Die Serben in Bosnien-Herzegowina ebnen den Weg zu größerer Unabhängigkeit. Das Parlament der serbischen Landeshälfte beschloss am späten Mittwochabend in Banja Luka eine Volksabstimmung zur Abschaffung der Staatsanwaltschaft und des obersten Gerichts des Gesamtstaates. Beide Institutionen seien verfassungswidrig und ermittelten vor allem gegen Serben, hieß es in der Begründung des mit breiter Mehrheit gefassten Beschlusses.

Die Zustimmung der Serben in der Volksabstimmung gilt als reine Formsache. Der internationale Bosnien-Aufseher Valentin Inzko protestierte gegen die geplante Auflösung des gesamtstaatlichen Rechtsraumes. Es handele sich um den "Versuch der Untergrabung des Rechts auf Staatsniveau durch eine Landeshälfte" und verletze das Friedensabkommen, mit dem der Bürgerkrieg (1992-1995) beendet wurde.Theoretisch kann Inzko das Referendum verbieten.

§ DATENAUSZUG

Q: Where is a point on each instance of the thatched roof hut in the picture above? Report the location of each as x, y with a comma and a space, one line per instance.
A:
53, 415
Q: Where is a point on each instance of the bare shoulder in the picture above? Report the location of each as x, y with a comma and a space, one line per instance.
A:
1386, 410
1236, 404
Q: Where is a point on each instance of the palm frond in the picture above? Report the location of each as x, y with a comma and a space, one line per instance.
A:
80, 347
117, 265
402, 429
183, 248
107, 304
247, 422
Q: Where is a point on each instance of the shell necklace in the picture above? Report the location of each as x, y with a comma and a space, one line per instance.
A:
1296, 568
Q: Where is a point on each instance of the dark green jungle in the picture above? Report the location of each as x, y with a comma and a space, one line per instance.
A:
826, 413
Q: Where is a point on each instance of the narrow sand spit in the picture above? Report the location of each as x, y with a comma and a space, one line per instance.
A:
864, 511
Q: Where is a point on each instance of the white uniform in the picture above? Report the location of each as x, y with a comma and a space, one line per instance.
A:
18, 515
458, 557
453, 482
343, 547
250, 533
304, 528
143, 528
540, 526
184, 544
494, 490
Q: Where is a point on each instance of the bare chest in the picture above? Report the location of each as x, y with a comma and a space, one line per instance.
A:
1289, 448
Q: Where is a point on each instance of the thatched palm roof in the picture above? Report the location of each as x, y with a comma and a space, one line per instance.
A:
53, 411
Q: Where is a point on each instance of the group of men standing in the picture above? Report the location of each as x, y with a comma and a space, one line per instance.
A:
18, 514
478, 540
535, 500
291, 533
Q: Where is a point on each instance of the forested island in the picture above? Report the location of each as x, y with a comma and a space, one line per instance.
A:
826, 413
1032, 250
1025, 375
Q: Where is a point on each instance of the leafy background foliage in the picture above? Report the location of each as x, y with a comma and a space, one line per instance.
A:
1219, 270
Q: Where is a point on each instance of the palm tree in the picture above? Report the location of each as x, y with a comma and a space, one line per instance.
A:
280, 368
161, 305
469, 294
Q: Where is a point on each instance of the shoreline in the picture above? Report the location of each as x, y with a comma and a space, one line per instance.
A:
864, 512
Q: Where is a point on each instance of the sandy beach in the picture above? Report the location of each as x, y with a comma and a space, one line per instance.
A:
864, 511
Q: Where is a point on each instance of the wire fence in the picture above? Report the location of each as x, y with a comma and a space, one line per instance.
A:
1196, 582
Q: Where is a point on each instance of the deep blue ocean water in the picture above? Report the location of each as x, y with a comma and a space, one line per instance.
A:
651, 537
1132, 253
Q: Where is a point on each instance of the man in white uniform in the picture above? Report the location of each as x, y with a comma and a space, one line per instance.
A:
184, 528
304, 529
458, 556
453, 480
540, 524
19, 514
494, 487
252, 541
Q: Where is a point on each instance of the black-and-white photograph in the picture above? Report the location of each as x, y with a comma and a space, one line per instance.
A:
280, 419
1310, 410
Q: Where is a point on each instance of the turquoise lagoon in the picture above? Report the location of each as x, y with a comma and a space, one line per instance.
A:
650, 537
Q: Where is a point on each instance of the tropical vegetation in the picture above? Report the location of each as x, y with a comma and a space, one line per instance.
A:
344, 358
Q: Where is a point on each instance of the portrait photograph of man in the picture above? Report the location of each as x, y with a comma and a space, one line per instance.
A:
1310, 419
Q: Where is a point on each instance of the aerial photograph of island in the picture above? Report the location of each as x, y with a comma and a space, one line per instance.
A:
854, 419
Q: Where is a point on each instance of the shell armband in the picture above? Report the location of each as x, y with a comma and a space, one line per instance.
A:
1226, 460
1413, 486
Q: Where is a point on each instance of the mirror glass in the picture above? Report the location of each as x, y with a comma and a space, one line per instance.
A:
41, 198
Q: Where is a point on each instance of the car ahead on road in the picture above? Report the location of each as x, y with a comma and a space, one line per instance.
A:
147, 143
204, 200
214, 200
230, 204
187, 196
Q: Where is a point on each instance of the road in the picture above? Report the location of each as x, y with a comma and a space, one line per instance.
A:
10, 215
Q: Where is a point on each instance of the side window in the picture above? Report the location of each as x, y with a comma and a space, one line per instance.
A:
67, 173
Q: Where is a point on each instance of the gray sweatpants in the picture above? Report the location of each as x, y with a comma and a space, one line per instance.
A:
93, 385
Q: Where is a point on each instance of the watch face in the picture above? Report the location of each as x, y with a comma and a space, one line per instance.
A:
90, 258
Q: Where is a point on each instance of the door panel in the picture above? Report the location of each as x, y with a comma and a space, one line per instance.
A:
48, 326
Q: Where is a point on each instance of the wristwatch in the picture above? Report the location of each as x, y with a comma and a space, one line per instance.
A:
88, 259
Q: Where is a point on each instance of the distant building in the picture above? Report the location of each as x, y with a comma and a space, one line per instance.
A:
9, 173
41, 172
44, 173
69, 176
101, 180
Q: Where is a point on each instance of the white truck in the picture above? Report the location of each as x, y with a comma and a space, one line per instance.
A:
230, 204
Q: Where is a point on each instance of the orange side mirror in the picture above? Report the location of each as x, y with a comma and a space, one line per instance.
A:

§ AUFGABE
Über die Abschaffung welcher zwei Einrichtungen soll laut dem vorliegenden Text die Volksabstimmung entscheiden?

§ LÖSUNG
Über die Abschaffung der Staatsanwaltschaft und des obersten Gerichts des Gesamtstaates.